BEGIN Records to process
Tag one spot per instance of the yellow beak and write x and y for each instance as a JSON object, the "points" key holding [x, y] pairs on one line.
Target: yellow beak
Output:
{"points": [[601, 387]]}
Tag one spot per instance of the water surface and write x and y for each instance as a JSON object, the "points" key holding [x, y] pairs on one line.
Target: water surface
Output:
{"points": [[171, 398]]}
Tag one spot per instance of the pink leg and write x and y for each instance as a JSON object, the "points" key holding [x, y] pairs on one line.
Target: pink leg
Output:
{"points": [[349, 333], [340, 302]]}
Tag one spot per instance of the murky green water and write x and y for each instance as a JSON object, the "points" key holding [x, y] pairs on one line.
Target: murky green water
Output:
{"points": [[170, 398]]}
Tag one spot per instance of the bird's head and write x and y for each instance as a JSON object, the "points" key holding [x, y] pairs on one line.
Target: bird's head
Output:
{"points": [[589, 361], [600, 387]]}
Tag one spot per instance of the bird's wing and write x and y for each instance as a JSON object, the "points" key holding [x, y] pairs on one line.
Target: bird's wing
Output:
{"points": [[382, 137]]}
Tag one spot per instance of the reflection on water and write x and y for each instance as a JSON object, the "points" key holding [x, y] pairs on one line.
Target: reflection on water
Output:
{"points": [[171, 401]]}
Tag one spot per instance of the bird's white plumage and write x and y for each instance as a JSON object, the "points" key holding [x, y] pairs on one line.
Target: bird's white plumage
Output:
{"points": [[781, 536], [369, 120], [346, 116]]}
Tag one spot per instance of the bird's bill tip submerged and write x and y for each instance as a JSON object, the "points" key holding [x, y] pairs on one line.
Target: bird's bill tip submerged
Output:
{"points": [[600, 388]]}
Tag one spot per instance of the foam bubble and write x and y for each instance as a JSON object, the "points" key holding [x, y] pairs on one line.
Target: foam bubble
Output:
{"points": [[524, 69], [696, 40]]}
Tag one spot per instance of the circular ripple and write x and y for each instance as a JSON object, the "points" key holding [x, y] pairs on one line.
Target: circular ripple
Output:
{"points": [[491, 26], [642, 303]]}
END Records to process
- [Task goal]: Print the entries exactly. Include every one.

- [Written solution]:
Tag one spot per instance of the yellow beak and write x and y for each instance as a JSON object, the "points" key holding [x, y] pairs on one line.
Target: yellow beak
Output:
{"points": [[601, 387]]}
Tag one spot per instance of the water surface and write x and y for each instance as a JSON object, the "points" key holding [x, y] pairs on one line.
Target: water surface
Output:
{"points": [[171, 398]]}
Tag one spot per instance of the pink leg and write x and y for each instance as a JSON object, the "points" key holding [x, y] pairs on one line.
Target: pink leg
Output:
{"points": [[349, 333], [340, 302]]}
Tag one spot per instance of the murky green water and write x and y for each instance as a JSON object, the "points" key holding [x, y] pairs on one line.
Target: murky green water
Output:
{"points": [[170, 398]]}
Tag one spot per instance of the bird's head and write x and y for each instance as a JSON object, the "points" key holding [x, y] pairs on one line.
Target: bird's head
Output:
{"points": [[589, 361], [600, 387]]}
Tag one spot per instance of the bird's wing and write x and y for each instance as a JSON object, the "points" key holding [x, y] pairs on one line.
Target: bird's wing
Output:
{"points": [[382, 137]]}
Tag one spot per instance of the reflection on water and write x and y for each instance as a JSON object, the "points" key holding [x, y] pairs on one line.
Target: reflection on water
Output:
{"points": [[171, 401]]}
Tag one spot per instance of the bird's white plumage and write x and y for each instance as a JSON object, the "points" key holding [x, y] pairs on one line.
Target: bird's white plumage
Output:
{"points": [[781, 536], [369, 120], [346, 116]]}
Tag one spot per instance of the bird's bill tip submerged and write x and y for each instance as a JSON object, the "points" key holding [x, y] pairs on one line.
Target: bird's bill tip submerged
Output:
{"points": [[600, 388]]}
Tag one spot per instance of the foam bubble and write x and y for each instance as a JSON object, the "points" key holding [x, y] pairs on one line.
Target: foam bubble
Output:
{"points": [[524, 69], [696, 40]]}
Tag one spot per instance of the circular ripple and write x and y for each instance as a JSON object, the "points" key holding [x, y] pairs on one line.
Target: circular ripple
Output:
{"points": [[491, 26], [642, 303]]}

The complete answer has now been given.